Exercise instructions =
Render every one of the rows below as a numbered list, with blank lines dropped and the pictures left out.

** Start **

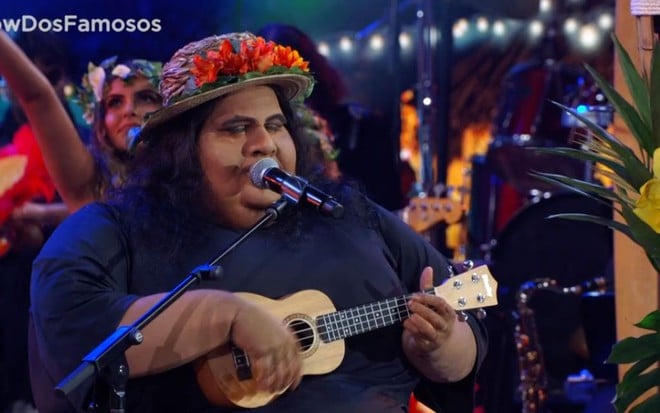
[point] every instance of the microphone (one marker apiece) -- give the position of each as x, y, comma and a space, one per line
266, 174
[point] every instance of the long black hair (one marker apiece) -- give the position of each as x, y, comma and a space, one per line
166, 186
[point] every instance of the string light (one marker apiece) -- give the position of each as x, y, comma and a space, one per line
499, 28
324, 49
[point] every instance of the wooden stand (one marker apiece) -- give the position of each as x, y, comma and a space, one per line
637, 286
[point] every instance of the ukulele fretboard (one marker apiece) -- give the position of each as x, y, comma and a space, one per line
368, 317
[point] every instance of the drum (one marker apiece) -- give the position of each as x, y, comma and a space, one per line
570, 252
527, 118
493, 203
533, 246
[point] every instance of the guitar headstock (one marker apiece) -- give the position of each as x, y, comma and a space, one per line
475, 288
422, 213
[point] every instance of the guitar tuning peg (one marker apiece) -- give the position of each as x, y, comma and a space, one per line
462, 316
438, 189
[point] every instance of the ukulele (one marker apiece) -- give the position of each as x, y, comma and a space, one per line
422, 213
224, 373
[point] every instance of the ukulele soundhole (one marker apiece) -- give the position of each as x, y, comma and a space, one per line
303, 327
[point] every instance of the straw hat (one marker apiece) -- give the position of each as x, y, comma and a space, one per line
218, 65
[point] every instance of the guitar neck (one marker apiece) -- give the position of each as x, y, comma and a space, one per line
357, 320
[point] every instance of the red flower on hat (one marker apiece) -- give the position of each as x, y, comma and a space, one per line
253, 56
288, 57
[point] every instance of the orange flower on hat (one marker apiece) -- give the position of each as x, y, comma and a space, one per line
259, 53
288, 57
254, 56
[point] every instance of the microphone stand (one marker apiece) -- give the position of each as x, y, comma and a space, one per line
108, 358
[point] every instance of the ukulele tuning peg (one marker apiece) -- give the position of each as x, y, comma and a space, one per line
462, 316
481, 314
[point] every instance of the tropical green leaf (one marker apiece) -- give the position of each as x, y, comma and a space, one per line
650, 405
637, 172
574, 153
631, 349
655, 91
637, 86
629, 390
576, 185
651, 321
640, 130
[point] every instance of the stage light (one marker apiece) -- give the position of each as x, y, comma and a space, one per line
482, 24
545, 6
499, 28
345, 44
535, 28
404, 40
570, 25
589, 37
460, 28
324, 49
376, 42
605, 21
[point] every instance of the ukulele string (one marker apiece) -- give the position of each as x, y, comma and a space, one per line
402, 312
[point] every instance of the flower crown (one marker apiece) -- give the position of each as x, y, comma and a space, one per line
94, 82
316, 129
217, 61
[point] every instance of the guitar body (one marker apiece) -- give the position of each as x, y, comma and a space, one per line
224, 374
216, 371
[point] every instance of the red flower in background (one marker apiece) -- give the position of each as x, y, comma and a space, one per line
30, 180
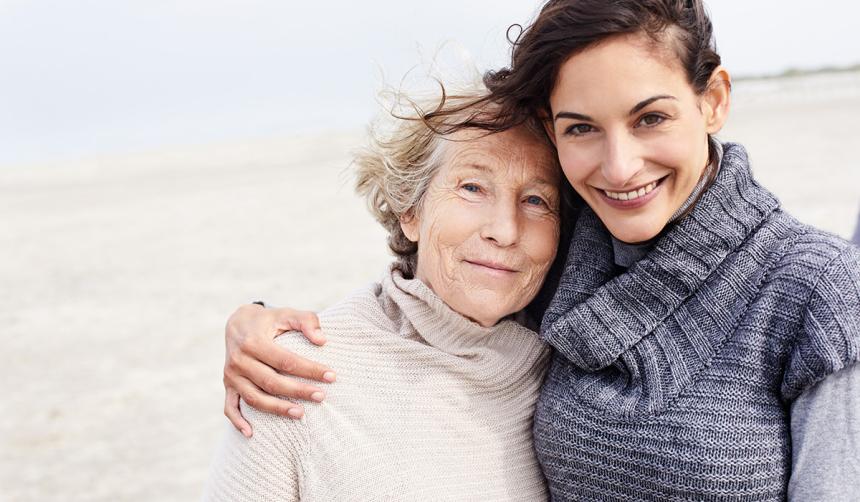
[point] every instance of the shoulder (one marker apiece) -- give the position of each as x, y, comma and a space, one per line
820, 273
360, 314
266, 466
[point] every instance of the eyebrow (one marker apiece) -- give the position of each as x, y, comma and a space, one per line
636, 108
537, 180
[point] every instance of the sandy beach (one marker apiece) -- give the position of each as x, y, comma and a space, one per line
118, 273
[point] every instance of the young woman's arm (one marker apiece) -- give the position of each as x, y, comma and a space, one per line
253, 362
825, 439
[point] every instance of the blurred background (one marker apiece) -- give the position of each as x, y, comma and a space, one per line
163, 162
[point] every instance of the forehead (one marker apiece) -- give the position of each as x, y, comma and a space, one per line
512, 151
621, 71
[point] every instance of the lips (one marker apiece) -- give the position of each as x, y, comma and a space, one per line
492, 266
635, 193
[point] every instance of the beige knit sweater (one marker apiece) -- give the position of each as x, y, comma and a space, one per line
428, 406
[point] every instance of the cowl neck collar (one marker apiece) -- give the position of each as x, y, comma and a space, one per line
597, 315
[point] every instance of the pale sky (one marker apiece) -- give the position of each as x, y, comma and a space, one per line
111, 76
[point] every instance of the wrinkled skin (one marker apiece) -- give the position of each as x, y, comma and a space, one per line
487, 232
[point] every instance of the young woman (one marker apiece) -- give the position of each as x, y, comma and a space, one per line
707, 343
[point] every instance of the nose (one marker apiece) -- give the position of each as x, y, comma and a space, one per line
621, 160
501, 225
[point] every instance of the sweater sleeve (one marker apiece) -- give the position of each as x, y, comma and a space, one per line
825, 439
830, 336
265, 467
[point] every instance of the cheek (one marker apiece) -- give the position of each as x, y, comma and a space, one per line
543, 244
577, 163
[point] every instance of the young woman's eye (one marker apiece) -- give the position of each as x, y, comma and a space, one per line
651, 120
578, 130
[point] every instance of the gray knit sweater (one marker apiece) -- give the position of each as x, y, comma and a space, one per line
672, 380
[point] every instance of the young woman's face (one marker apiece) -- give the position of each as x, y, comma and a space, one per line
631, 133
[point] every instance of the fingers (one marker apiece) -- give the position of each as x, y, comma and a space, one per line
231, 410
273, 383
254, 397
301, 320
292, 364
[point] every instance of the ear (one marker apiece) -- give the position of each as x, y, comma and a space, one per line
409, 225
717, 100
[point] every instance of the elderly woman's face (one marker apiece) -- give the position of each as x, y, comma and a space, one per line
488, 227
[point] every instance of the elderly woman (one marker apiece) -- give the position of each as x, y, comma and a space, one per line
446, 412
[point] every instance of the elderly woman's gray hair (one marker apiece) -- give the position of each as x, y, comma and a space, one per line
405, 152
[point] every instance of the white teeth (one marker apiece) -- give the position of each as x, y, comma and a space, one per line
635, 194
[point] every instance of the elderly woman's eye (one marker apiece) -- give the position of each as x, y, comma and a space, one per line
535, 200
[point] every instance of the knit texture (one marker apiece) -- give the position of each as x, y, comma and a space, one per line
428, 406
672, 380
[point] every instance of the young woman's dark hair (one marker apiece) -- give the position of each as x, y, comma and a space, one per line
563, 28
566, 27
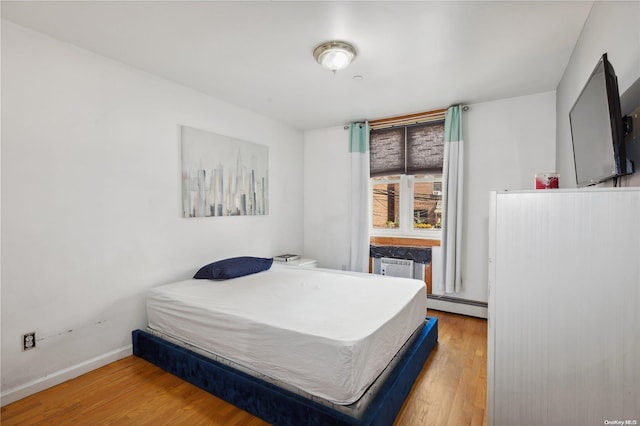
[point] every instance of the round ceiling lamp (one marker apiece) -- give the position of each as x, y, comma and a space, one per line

** End **

Solved problem =
1. [point] every instance of the microphone (one marker apiece) -- give the position of each as x, y, comma and a space, one per line
2. 266, 174
3. [point] every instance of the long black hair (one marker apiece) -- give the position of each as x, y, comma and a space, one per line
4. 166, 186
5. [point] every instance of the string light (one marker apiece) -- give the position of each as x, y, comma and a space, one per line
6. 499, 28
7. 324, 49
8. [point] every instance of the wooden stand (one marker apiece) -- give the position of each as x, y, comma and a space, one per line
9. 637, 286
10. [point] every instance of the ukulele fretboard (one marker apiece) -- give the position of each as x, y, comma and a space, one per line
11. 368, 317
12. [point] every instance of the drum (one marker apiece) -- give the position of each as x, y, comma and a space, one per line
13. 570, 252
14. 527, 118
15. 493, 203
16. 533, 246
17. [point] every instance of the guitar headstock (one marker apiece) -- give the position of each as x, y, comma and a space, one per line
18. 475, 288
19. 422, 213
20. [point] every instance of the guitar tuning peg (one marker apiece) -- give the position of each as x, y, comma and a space, one per line
21. 462, 316
22. 438, 189
23. [point] every instance of the ukulele (one marker apiece) -- give the position of each as x, y, comma and a space, one per line
24. 422, 213
25. 224, 373
26. [point] every instance of the ukulele soundhole (one marker apiece) -- give the position of each as x, y, comma and a space, one per line
27. 303, 327
28. [point] every instance of the straw hat (one marker apiece) -- give the position of each as x, y, comma and a space, one per line
29. 218, 65
30. [point] every instance of the guitar neck (one marker apiece) -- give the position of each as x, y, comma and a space, one per line
31. 357, 320
32. [point] every instance of the red flower on hat (one marker apiece) -- give the position of each as x, y, comma and a space, one per line
33. 253, 56
34. 288, 57
35. [point] every instance of the orange flower on hat (one marker apiece) -- give the position of each as x, y, comma and a space, one per line
36. 259, 53
37. 288, 57
38. 254, 56
39. [point] every instance of the microphone stand (one marker apiece) -- give the position of each as x, y, comma and a space, one per line
40. 108, 358
41. [point] every instance of the ukulele tuning peg (one marker apiece) -- give the position of each as x, y, comma and a space, one per line
42. 462, 316
43. 481, 314
44. [point] every instance of the tropical green leaf (one marker apiece) -- give the position of each as x, y, comma and a space, one per line
45. 650, 405
46. 637, 172
47. 574, 153
48. 631, 349
49. 655, 91
50. 637, 86
51. 629, 390
52. 576, 185
53. 651, 321
54. 640, 130
55. [point] every instance of the stage light (one marker apiece) -- give the position of each as x, y, comma and a space, one per line
56. 482, 24
57. 545, 6
58. 499, 28
59. 345, 44
60. 535, 28
61. 404, 40
62. 570, 25
63. 589, 37
64. 460, 28
65. 324, 49
66. 376, 42
67. 605, 21
68. [point] every instance of the ukulele string (one marker apiece) -- give the position of each as x, y, comma and a space, one per line
69. 402, 312
70. [point] every instance of the flower crown (one marker apiece) -- give the position of each as x, y, comma and a space, one per line
71. 94, 82
72. 316, 129
73. 217, 61
74. [point] every instance of the guitar body (one marker apiece) -- give the position of each as x, y, comma and a space, one per line
75. 224, 374
76. 216, 371
77. [point] every instance of the red flower in background (one marker apiece) -- give the position of each as x, y, comma and a space, one per line
78. 30, 180
79. [point] every instance of the shoulder (one marker apiece) -- give the position of each as x, y, comma and a space, one per line
80. 820, 273
81. 360, 314
82. 266, 466
83. [point] every instance of the eyebrow (one marker apiece) -- give the position of each as x, y, comma and a space, one per line
84. 636, 108
85. 537, 180
86. [point] every instance of the sandy beach (one marker apiece) -- give the position of each as x, y, comma and a space, one per line
87. 118, 273
88. [point] every instance of the young woman's arm (one marker apiece) -- give the position of each as x, y, comma and a space, one per line
89. 253, 362
90. 825, 439
91. [point] every instance of the blurred background (one marker apiece) -- give the position of each as x, y, comma and a space, one per line
92. 163, 162
93. [point] every instance of the forehead (one marker apiece) -- give the position of each as x, y, comma and a space, one per line
94. 512, 151
95. 621, 71
96. [point] every instance of the lips (one marker apiece) -- give the position of each as x, y, comma and a space, one per line
97. 492, 266
98. 635, 193
99. [point] every instance of the beige knit sweater (one marker apiece) -- give the position of each as x, y, comma and a space, one per line
100. 428, 406
101. [point] every instance of the cowl neck collar (one marker apiece) -- give the position of each as x, y, comma and a space, one per line
102. 597, 315
103. [point] every instance of the pale sky (one marker apiece) -- give the position of each as x, y, comma and a space, one per line
104. 111, 76
105. [point] every instance of the wrinkled skin (one marker apiece) -- give the position of each as x, y, comma and a space, one per line
106. 487, 232
107. [point] every instance of the young woman (one marker apiece) -- give the position of each as x, y, comma and a space, one per line
108. 707, 343
109. [point] every instance of the nose (one marker apiece) -- give the position of each as x, y, comma and a space, one per line
110. 621, 160
111. 501, 225
112. [point] every instance of the sweater sleeve (one marker apiece) -- give the position of each as x, y, comma and a space, one per line
113. 825, 439
114. 830, 336
115. 265, 467
116. [point] every instance of the cheek (one marker apiece) -- give the position of each as x, y, comma and a space, one per line
117. 543, 244
118. 577, 163
119. [point] every instance of the young woman's eye (one marker apiece) -- give the position of each as x, y, comma and a space, one per line
120. 651, 120
121. 578, 130
122. [point] every instance of the gray knit sweater (one marker apiece) -- give the position of each as x, y, comma and a space, one per line
123. 672, 380
124. [point] every instance of the young woman's face (one marker apiece) -- give the position of each as x, y, comma and a space, one per line
125. 631, 133
126. [point] every instance of the fingers (one marker apiece) -- give the position of each as x, y, comma and a space, one per line
127. 231, 410
128. 273, 383
129. 254, 397
130. 301, 320
131. 292, 364
132. [point] every instance of the ear (one marker apiece) -- give the position of each as x, y, comma and a space, one per line
133. 409, 225
134. 717, 100
135. [point] every instance of the elderly woman's face (one marker apiece) -- give the position of each as x, y, comma and a space, one per line
136. 488, 227
137. [point] every instance of the elderly woman (one marker apiece) -- give the position of each as x, y, comma and a space, one per line
138. 446, 412
139. [point] every instance of the elderly woman's gray hair (one marker apiece) -- give the position of each as x, y, comma and a space, one per line
140. 405, 152
141. [point] every instance of the white teeth (one marker apiece) -- give the position of each as x, y, comma and a space, one per line
142. 635, 194
143. [point] every instance of the elderly woman's eye (one marker apiece) -- give the position of each as x, y, comma and a space, one per line
144. 535, 200
145. [point] every instance of the knit texture (one marker apiece) -- give the position of each as x, y, comma and a space, one per line
146. 428, 406
147. 672, 380
148. [point] every instance of the young woman's dark hair (one marker apiece) -- give the position of each as x, y, comma and a space, one per line
149. 563, 28
150. 566, 27
151. [point] every instance of the round ceiling lamp (one marker apiece) -- give the position of each as x, y, comma and a space, one per line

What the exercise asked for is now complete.